[Stored items from a collection]
########
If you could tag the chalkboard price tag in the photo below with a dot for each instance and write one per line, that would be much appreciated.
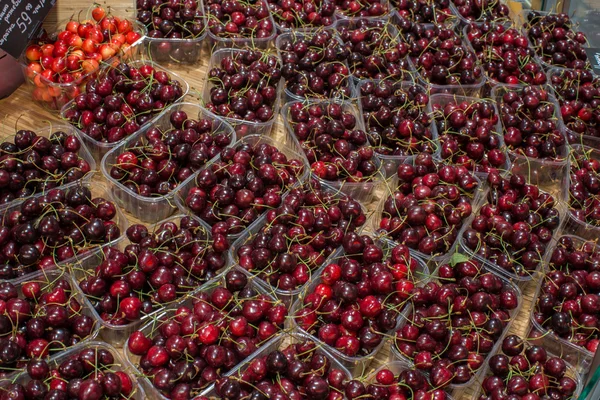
(593, 54)
(19, 21)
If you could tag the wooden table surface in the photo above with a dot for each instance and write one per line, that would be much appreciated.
(19, 112)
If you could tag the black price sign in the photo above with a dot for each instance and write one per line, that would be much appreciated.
(593, 54)
(19, 20)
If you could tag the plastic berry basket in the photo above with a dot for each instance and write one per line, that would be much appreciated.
(459, 390)
(549, 175)
(443, 99)
(85, 255)
(114, 334)
(218, 42)
(176, 51)
(292, 37)
(361, 191)
(279, 343)
(46, 280)
(577, 356)
(358, 365)
(572, 224)
(243, 127)
(390, 163)
(518, 279)
(392, 185)
(120, 364)
(98, 148)
(153, 209)
(252, 140)
(571, 372)
(83, 153)
(54, 95)
(150, 328)
(287, 296)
########
## SHORT PROBLEM:
Reproduce the data from the line containing "If you could tag the wooden" through the end of the data, substituting "marker" for every occurrence of "dot" and leaving all else unchanged.

## EXPECTED ANSWER:
If you could tag the wooden table surface in the photo above with a marker for each instance and write one per line, that would be much appreciated.
(19, 112)
If you could tag the black price sign in the photo above with a marker for each instance and write one per line, that would be much appreciated.
(593, 54)
(19, 20)
If you could tag the plastic berry basket in the photo above with a marker for each instance and write one per line, that would be much appreciated.
(459, 390)
(549, 175)
(443, 99)
(85, 255)
(114, 334)
(218, 42)
(176, 51)
(292, 37)
(361, 191)
(279, 343)
(46, 280)
(577, 356)
(358, 365)
(572, 224)
(243, 127)
(390, 163)
(518, 279)
(392, 185)
(120, 364)
(98, 148)
(153, 209)
(252, 140)
(571, 372)
(83, 153)
(54, 95)
(150, 328)
(287, 296)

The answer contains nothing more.